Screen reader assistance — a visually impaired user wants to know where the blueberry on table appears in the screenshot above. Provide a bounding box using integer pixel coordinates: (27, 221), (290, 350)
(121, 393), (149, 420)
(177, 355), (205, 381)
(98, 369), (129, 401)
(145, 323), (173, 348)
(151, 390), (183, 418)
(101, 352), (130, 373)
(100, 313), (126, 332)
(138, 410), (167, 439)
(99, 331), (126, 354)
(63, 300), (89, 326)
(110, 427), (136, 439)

__PROBLEM STATEMENT__. Print each item above again verbatim.

__EXPECTED OUTPUT__.
Screen reader assistance — a visually impaired user wants to know where the blueberry on table appears in the screenshot above. Provide a bounding box using integer pixel coordinates: (27, 221), (290, 350)
(121, 393), (149, 420)
(177, 355), (205, 381)
(98, 369), (129, 401)
(145, 323), (173, 348)
(151, 390), (183, 418)
(101, 352), (130, 373)
(100, 313), (126, 332)
(138, 410), (167, 439)
(99, 331), (126, 354)
(63, 300), (89, 326)
(110, 427), (136, 439)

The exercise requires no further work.